ЗАДАНИЯ:
**A)** Кто в отрывке о Деметрии и Селевке назван главным советником царя?
**B)** Отредактируйте отрывок о Деметрии и Селевке: перепишите всё от слов "Но Селевк все" вниз до слов "Селевка с баррикад." и поставьте "Ликаонии" на место "Катаонии".
**C)** Подхватите отрывок о Деметрии и Селевке и напишите его продолжение после последнего предложения.

ФРАГМЕНТ ТЕКСТА:
-=-=-=-=-
Но тогда послышался другой голос – голос Патрокла, главного советника царя. Он весьма убедительно объяснил Селевку, насколько опасно позволять человеку с амбициями и способностями Деметрия поселиться в его царстве. Его аргументы подействовали на Селевка, и первоначальные намерения царя полностью изменились. Он лично отправился в Киликию во главе большого войска, чтобы довершить уничтожение Деметрия.
Для Деметрия такое внезапное изменение политики Селевка было весьма неприятно. Он нашел себе убежище среди отрогов Тавра и оттуда послал новые призывы. Может быть, ему можно стать мелким князьком какого-нибудь свободного горного народа? Он обещал удовольствоваться таким королевством. В любом случае он умолял Селевка позволить ему оставить себе его войска там, где они были зимой (286/85 до н.э.), и не выдавливать его обратно – в когти беспощадного врага, Лисимаха.
Но Селевк все еще находился под влиянием Патрокла. Он дал Деметрию разрешение занять зимние квартиры на два зимних месяца (если ему будет угодно) в Катаонии, горной стране, прилегавшей к Каппадокии, при том условии, что он пошлет своих главных друзей в качестве заложников. Затем он стал перекрывать перевалы Амана – точно так же, как Агафокл перевалы Тавра,– так что Деметрий оказался в ловушке в Киликии и у него не было выхода ни в Малую Азию, ни в Сирию. Но теперь Деметрий начал действовать ожесточенно, точно загнанный в угол зверь. Он начал опустошать поля, которые доселе щадил. Он побеждал отряды Селевка, в том числе и колесницы с серпами. Он захватывал перевалы, выбивая людей Селевка с баррикад.
С этими ударами настроение его последователей поднялось. Их рассказы вызвали обеспокоенность при дворах других царей. В те дни, когда власть можно было быстро завоевать и так же быстро потерять, было неумно недооценивать важность любых успехов, а престиж Деметрия Полиоркета был огромен. Лисимах послал Селевку предложение помощи. Однако Селевк сомневался, кого ему следует бояться больше – Деметрия или Лисимаха. Он отклонил предложение. В то же время он не очень хотел и вступать в сражение с отчаявшимся Деметрием.
-=-=-=-=-
ИСХОДНЫЕ ДАННЫЕ:

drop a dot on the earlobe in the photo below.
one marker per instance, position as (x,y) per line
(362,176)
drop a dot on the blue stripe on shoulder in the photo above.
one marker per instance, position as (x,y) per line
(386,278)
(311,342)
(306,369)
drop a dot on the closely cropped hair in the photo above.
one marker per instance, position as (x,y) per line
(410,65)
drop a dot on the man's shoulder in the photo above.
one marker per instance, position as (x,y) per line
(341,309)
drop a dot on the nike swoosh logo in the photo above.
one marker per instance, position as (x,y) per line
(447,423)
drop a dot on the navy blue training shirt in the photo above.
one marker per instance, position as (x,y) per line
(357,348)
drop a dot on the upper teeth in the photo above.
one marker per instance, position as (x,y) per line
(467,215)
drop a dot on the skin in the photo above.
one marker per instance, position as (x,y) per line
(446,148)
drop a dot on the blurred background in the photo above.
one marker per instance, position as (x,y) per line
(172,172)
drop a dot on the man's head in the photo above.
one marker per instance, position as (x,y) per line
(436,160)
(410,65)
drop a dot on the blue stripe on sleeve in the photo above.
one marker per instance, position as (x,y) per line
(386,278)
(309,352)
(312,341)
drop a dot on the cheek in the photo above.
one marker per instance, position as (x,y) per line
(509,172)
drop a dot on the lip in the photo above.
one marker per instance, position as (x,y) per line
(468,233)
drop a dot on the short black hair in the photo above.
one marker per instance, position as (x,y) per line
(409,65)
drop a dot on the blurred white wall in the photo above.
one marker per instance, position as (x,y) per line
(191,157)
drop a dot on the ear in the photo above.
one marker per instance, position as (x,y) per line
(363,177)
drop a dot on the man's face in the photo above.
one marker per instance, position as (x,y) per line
-=-=-=-=-
ОТВЕТЫ К УПРАЖНЕНИЮ:
**A)** Патрокл.

**B)**
Но Селевк все еще находился под влиянием Патрокла. Он дал Деметрию разрешение занять зимние квартиры на два зимних месяца (если ему будет угодно) в Ликаонии, горной стране, прилегавшей к Каппадокии, при том условии, что он пошлет своих главных друзей в качестве заложников. Затем он стал перекрывать перевалы Амана – точно так же, как Агафокл перевалы Тавра,– так что Деметрий оказался в ловушке в Киликии и у него не было выхода ни в Малую Азию, ни в Сирию. Но теперь Деметрий начал действовать ожесточенно, точно загнанный в угол зверь. Он начал опустошать поля, которые доселе щадил. Он побеждал отряды Селевка, в том числе и колесницы с серпами. Он захватывал перевалы, выбивая людей Селевка с баррикад.

**C)**
В этот критический момент Деметрий заболел. С этого момента его игра была проиграна. Когда через сорок дней он пришел в себя, его армия рассеялась. Многие воины теперь оказались в армии Селевка. С немногими, которые остались у него, можно было еще некоторое время вести партизанскую войну. Даже в этой крайней ситуации его гений все еще обеспечивал ему вспышки триумфа. Когда полководцы Селевка думали, что он собирается разграбить долины Киликии, он внезапно рванулся через Аман и оказался на богатых долинах Сирии, распространяя хаос до самой Киррестики, где Селевк тщательно насаждал новую цивилизацию. Сам Селевк привел войска, чтобы стереть ее с лица земли. Его лагерь едва избежал внезапной ночной атаки, а на следующий день Деметрию удалось добиться частичного успеха на одном из флангов. Однако если Деметрий был отважен, то столь же отважным мог быть и Селевк. Он понимал, в чем слабость Деметрия. С отвагой, достойной старого товарища Александра Македонского, он снял шлем и, защищая голову только легким щитом, поскакал к вражескому строю и сам громким голосом пригласил их сдаться. Эти слова как громом поразили воинов. С одобрительными возгласами маленький отряд Деметрия приветствовал Селевка как царя. Деметрий бежал с горсткой приверженцев. Единственное, чего он хотел,– добраться до Эгейского моря. Он надеялся, что его друзья все еще владеют гаванью Кавн. До ночи он укрывался в соседних лесах, чтобы снова перейти Аман в темноте. Однако, когда его отряд подобрался близко к перевалам, они увидели, что те озарены огнями пикетов Селевка. Было уже поздно. Деметрий потерпел окончательное поражение. Маленький отряд стал еще меньше. Всю ночь Деметрий бесцельно бродил по лесам. На следующий день его наконец убедили сдаться Селевку.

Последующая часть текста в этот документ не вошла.